**WHAT IS REQUIRED**
In the metaverse event agenda below, condense the paragraph that begins "While the “metaverse” was a term coined" into a short bulleted list that keeps its main facts.

SELECTED EXTRACT START

What the Metaverse Means for Marketers
AGENDA
SEPTEMBER 21 @ 12:00 PM – 1:30 PM EDT
Welcome
Paul Donato — Chief Research Officer, ARF
Defining the Metaverse
While the “metaverse” was a term coined in 1992 by Neal Stephenson in his prescient science fiction book Snow Crash, the origins of what most think of as the metaverse has been in the making for many decades. The evolution of numerous technologies have laid the foundation for metaverse experiences. Simultaneously, much early work in virtual reality concepts and the evolution of Web standards have contributed to making the metaverse a more accessible reality. However, much like any new technology, we are in the early stages of nearly every aspect of these platforms—developer tools and user features, identity management, security reporting and measurement. Marketers will recognize great promise in these metaverse platforms as they mature—especially with the rapid rise of user adoption. Understanding the genesis of these platforms will help marketers understand what role they can play across the landscape of platform providers.
Patrick Donoghue — Partner, Next Media Partners
Gerard Kunkel — Founder and Managing Partner, Next Media Partners
Into the Metaverse
Decoding the next era of digital engagement with the experts at Wunderman Thompson Intelligence and XRGuild/Open Metaverse/Realitycraft.

SELECTED EXTRACT END
DATA FOR ANALYSIS START

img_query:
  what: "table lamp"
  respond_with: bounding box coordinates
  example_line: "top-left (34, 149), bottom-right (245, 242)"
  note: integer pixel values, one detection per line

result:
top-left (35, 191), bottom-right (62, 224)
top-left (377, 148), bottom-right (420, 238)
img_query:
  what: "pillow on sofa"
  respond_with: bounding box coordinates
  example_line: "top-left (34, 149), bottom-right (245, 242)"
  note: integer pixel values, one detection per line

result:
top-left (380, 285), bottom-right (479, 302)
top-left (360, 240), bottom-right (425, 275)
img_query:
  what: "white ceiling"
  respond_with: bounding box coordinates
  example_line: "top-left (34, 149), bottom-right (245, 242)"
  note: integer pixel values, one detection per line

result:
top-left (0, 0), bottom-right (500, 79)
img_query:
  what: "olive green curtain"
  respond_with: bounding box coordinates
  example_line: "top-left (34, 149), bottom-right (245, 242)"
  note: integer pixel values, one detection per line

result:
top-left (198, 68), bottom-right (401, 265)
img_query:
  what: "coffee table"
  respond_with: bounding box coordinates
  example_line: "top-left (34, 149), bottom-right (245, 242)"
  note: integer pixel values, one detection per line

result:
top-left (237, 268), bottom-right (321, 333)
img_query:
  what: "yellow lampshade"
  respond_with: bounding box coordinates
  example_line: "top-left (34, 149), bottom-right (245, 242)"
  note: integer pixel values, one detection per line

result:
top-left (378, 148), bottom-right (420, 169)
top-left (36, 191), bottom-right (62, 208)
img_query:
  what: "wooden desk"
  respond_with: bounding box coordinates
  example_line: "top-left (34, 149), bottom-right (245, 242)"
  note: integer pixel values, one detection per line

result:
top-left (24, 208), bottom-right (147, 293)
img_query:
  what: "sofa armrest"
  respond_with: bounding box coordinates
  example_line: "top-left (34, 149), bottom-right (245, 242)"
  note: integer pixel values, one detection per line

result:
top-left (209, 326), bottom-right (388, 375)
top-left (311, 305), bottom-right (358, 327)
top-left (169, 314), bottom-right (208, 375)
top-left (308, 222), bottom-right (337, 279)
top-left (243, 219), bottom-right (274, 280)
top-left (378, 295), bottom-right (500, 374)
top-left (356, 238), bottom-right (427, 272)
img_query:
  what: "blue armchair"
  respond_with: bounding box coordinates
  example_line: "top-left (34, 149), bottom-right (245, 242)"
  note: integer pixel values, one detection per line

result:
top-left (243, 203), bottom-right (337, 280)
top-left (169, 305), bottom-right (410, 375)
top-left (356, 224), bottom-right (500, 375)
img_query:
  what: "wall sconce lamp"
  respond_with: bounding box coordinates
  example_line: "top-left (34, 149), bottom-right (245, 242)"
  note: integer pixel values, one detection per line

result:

DATA FOR ANALYSIS END

**SOLUTION FOR THIS PROBLEM**
- Neal Stephenson coined the term "metaverse" in 1992 in his science fiction book Snow Crash, but the metaverse has been in the making for many decades.
- Many evolving technologies, early virtual reality work, and evolving Web standards laid its foundation and made it more accessible.
- As with any new technology, these platforms are early in nearly every aspect: developer tools and user features, identity management, security reporting and measurement.
- Marketers will see great promise as the platforms mature, especially given rapidly rising user adoption.
- Understanding where these platforms came from will help marketers see what role they can play among platform providers.